---- Task material
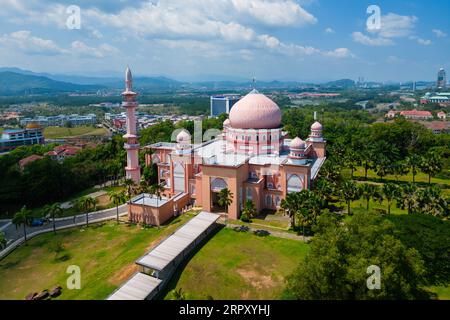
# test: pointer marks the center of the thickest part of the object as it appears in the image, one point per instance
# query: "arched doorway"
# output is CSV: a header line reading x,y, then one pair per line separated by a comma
x,y
217,185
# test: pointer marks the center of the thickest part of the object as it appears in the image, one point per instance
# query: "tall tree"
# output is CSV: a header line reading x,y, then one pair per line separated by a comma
x,y
336,266
350,192
414,162
367,191
431,164
117,198
22,218
390,192
54,211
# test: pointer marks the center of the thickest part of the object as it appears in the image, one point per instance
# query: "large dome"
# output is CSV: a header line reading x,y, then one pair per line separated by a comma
x,y
255,111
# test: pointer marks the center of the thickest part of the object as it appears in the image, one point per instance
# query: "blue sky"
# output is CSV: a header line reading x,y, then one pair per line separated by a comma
--------
### What needs to be done
Faithful copy, images left out: write out every line of data.

### Expected output
# test: pointer marks the center of the thickest part of the object as it appears in the image, one point per instance
# query: "arched doorway"
# output is CSV: a header line reading x,y, then one pair per line separated by a comma
x,y
217,185
# test: pointer marks the center of the thickest part of the object as it appears in the image, one point per instance
# query: "tall tree"
# output is CSV: a header line reading x,y, then one pair per line separated by a comma
x,y
336,266
350,192
414,162
367,191
431,164
117,198
22,218
390,192
54,211
# test: pointer marks the center of the thickest part of the object as it appears in the image, one point per instance
# query: "large dome"
# output is CSV: a header line reading x,y, then one pair per line separated by a comma
x,y
255,111
# test: pointer marks the center of the thickest part of the object as it appears in the image, one point per instance
# query: "blue sky"
# output is CSV: a header line reading x,y, then one pair per line separated by a comma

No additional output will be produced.